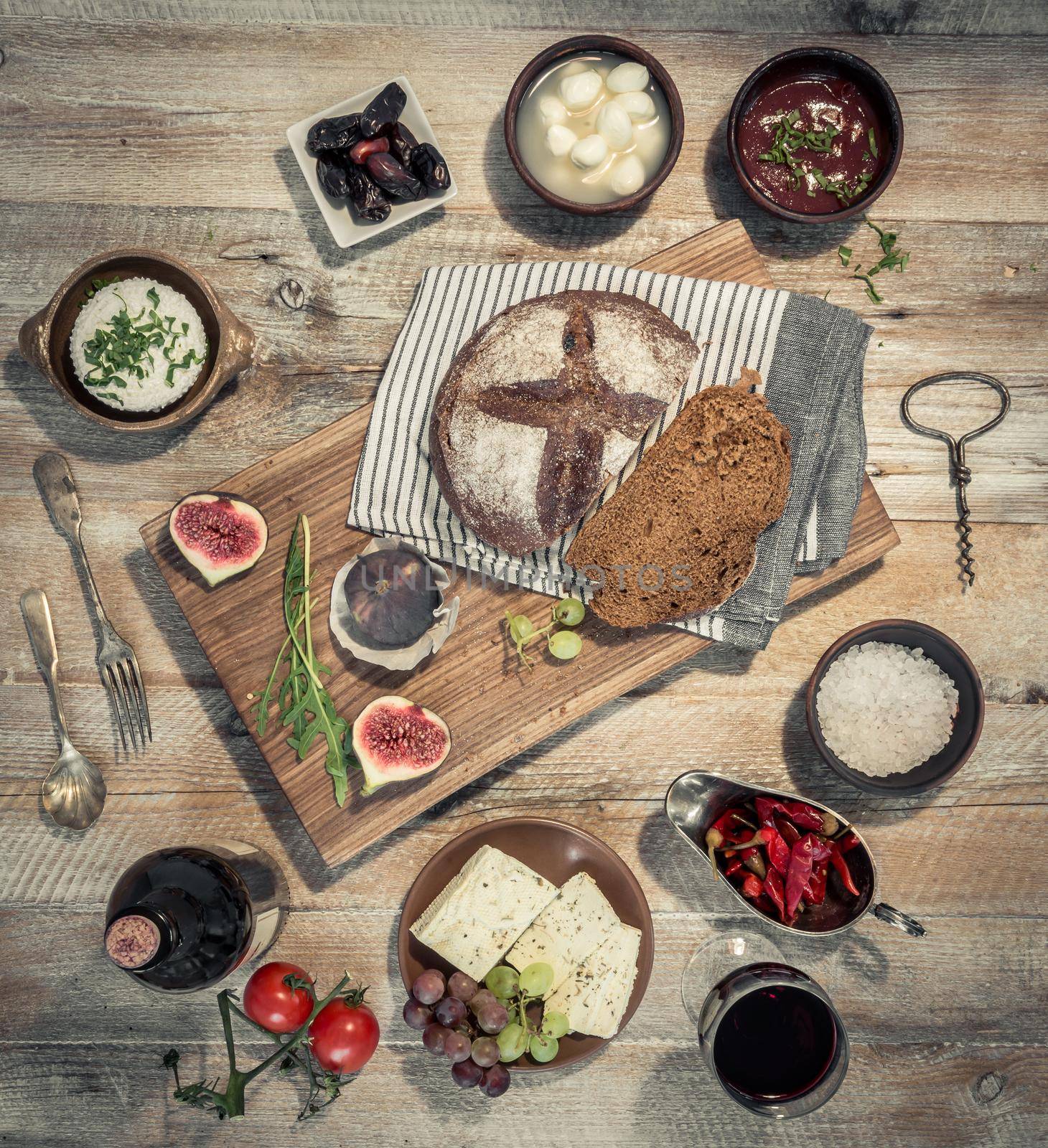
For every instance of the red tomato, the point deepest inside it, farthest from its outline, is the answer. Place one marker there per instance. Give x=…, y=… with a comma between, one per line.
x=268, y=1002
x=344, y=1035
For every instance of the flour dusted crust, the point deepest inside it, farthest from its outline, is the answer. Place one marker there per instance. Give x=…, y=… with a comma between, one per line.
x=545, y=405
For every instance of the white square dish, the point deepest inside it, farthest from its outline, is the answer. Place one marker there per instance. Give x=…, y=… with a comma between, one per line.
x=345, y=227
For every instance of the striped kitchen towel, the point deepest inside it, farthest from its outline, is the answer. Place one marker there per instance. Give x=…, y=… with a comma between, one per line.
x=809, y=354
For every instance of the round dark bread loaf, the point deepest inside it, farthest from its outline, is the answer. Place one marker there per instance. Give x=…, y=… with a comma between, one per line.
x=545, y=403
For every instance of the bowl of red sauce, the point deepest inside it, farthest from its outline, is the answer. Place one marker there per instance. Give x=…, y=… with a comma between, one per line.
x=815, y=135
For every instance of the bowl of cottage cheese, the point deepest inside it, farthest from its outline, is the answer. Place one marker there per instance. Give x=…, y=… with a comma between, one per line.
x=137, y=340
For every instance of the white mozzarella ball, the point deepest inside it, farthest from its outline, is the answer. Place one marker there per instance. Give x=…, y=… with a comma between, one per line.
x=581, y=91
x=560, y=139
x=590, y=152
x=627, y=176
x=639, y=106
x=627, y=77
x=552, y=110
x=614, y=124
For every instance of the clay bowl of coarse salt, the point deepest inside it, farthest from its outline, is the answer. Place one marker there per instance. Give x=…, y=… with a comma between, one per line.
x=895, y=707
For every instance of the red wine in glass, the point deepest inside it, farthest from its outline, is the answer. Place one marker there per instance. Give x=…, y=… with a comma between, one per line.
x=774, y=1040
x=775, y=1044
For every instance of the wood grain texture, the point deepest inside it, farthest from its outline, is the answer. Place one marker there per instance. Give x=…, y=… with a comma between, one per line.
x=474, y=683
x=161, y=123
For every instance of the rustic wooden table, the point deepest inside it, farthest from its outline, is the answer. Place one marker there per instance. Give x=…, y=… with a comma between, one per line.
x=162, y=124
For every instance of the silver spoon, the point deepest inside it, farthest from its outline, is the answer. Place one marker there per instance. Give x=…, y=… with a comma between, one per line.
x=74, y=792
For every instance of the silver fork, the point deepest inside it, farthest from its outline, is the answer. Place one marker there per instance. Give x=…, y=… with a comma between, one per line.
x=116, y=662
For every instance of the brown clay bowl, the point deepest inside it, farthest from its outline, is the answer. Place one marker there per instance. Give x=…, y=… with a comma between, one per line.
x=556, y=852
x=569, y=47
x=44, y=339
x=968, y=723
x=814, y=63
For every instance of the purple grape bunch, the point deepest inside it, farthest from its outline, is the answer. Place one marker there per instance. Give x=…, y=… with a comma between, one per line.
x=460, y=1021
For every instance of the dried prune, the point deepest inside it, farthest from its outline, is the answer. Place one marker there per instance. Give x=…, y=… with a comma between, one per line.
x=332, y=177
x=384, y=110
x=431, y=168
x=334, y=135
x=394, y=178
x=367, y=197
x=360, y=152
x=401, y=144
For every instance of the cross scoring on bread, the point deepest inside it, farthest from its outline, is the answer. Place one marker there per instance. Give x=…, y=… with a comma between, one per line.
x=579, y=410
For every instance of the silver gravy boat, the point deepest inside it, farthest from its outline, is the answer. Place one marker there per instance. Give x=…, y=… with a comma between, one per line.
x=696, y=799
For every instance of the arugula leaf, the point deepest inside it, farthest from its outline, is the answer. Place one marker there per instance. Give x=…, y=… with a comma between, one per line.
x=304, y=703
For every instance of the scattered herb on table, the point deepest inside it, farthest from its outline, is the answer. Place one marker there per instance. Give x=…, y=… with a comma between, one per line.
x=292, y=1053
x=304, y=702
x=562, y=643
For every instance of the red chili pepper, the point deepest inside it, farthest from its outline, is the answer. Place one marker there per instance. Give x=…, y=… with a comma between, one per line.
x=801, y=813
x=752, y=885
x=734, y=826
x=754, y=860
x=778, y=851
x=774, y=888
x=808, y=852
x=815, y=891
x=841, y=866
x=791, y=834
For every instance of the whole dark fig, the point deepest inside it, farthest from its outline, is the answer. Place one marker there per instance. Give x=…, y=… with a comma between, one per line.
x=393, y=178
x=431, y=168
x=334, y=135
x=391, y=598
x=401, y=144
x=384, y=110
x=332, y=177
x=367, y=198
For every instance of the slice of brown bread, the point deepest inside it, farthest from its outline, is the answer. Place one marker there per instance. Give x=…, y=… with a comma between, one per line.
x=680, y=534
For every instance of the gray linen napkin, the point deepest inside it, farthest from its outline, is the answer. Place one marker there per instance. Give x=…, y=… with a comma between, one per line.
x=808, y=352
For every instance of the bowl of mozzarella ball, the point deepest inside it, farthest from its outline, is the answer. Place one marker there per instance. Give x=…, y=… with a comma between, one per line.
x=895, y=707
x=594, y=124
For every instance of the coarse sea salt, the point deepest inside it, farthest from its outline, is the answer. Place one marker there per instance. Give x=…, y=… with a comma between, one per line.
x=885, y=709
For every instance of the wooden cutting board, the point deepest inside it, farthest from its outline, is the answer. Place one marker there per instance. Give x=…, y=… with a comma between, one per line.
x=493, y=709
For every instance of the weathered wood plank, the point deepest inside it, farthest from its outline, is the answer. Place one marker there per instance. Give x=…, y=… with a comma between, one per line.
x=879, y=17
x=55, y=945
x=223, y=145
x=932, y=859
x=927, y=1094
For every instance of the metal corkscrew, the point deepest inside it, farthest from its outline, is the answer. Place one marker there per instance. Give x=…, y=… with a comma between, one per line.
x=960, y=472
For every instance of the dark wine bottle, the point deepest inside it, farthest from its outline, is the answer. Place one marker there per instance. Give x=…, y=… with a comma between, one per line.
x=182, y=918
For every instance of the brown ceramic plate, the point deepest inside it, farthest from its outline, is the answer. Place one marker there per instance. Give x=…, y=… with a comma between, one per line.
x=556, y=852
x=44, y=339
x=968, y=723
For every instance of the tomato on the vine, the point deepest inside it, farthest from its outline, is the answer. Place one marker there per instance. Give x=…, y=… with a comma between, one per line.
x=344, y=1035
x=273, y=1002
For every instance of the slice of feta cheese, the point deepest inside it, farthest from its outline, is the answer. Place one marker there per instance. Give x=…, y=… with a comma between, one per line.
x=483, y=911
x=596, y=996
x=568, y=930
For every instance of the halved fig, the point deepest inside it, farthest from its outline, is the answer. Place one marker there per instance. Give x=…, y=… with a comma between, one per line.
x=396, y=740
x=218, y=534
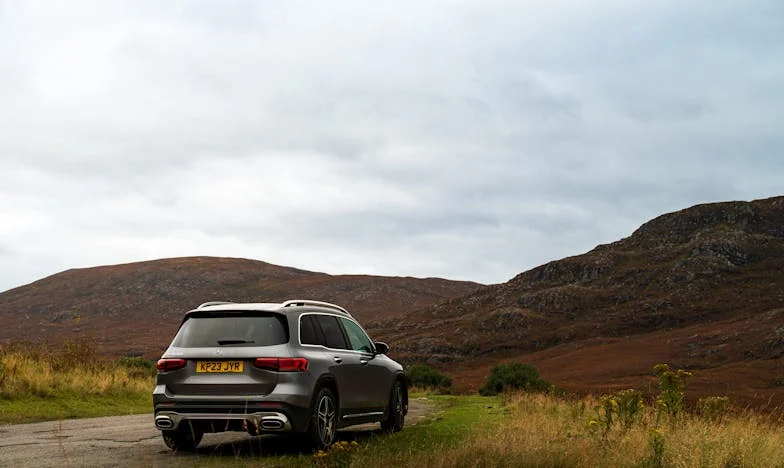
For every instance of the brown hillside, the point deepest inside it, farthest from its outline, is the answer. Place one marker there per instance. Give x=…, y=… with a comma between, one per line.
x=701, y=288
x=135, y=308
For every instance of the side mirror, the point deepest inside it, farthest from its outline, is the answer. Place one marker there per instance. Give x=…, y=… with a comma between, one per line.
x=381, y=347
####
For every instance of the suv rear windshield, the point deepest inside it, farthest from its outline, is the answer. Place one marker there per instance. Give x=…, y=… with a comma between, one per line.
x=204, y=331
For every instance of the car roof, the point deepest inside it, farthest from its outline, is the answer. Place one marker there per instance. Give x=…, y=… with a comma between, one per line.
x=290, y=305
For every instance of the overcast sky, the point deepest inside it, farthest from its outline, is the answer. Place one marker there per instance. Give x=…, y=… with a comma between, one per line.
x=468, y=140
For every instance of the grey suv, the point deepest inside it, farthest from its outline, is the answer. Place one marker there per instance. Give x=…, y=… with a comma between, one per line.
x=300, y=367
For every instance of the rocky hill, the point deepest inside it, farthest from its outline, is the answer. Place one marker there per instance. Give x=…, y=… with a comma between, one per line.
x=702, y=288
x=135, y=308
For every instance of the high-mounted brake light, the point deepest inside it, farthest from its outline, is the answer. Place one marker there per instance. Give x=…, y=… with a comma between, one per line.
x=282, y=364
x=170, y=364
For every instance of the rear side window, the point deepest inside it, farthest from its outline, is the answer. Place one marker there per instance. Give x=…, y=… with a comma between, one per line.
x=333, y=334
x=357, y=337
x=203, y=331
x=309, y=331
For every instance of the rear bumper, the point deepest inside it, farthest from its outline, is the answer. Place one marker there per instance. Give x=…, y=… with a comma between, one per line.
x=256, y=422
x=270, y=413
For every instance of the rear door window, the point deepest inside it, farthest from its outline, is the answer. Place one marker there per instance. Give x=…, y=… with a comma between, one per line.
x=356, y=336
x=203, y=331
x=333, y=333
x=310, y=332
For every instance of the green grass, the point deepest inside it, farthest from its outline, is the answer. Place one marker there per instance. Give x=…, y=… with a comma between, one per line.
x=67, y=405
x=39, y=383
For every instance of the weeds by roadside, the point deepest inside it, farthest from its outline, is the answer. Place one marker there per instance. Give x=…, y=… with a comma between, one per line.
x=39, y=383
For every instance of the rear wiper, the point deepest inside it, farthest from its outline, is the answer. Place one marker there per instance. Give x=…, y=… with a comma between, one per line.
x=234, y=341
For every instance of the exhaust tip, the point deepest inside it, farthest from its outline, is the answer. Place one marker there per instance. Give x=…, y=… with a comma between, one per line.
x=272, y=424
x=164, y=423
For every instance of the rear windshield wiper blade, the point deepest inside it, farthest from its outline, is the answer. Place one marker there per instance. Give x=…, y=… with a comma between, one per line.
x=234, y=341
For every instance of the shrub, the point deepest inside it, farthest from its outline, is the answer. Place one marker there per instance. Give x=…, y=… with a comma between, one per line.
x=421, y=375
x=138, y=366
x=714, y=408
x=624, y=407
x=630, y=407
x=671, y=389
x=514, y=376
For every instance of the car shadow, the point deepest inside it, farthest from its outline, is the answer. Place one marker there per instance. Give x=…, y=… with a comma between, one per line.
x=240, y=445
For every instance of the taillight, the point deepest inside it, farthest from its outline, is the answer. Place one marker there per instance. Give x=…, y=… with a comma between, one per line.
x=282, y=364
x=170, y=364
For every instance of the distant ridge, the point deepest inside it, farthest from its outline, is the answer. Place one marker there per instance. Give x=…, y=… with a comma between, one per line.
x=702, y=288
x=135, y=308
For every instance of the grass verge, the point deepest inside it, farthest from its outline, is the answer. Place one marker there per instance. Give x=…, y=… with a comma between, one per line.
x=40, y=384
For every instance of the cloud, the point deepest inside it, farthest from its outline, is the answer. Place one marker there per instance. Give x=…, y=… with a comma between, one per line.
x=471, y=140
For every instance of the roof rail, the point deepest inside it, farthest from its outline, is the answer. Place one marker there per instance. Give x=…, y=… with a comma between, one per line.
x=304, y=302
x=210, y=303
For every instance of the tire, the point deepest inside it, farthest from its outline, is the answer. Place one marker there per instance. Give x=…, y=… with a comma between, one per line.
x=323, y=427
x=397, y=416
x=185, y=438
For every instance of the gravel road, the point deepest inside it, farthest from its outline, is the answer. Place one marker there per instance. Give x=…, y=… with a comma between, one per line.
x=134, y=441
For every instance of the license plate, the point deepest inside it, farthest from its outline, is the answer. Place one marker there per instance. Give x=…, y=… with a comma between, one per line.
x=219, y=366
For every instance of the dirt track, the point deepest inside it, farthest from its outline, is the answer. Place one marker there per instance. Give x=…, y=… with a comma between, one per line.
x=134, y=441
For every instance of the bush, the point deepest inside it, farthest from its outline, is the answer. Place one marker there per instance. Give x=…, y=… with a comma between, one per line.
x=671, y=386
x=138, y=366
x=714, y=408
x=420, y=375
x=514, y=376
####
- Job
Update the part of the material that opens with the line containing "For every instance of the red tomato, the" and closes with the line containing "x=545, y=405", replacing "flour dusted crust" with "flour-dusted crust" and leaving everything else unchanged. Return only those lines.

- Full output
For every instance of the red tomato, the point deepest inside it, farthest from its outline, is the answer. Place one marker there per instance. Give x=…, y=… with a comma between, one per line.
x=268, y=1002
x=344, y=1035
For every instance of the flour-dusted crust, the point deepest inside it, farthest from its outline, is the answer. Place one marker there per instance. Give x=…, y=… with a comma between, one per line.
x=545, y=405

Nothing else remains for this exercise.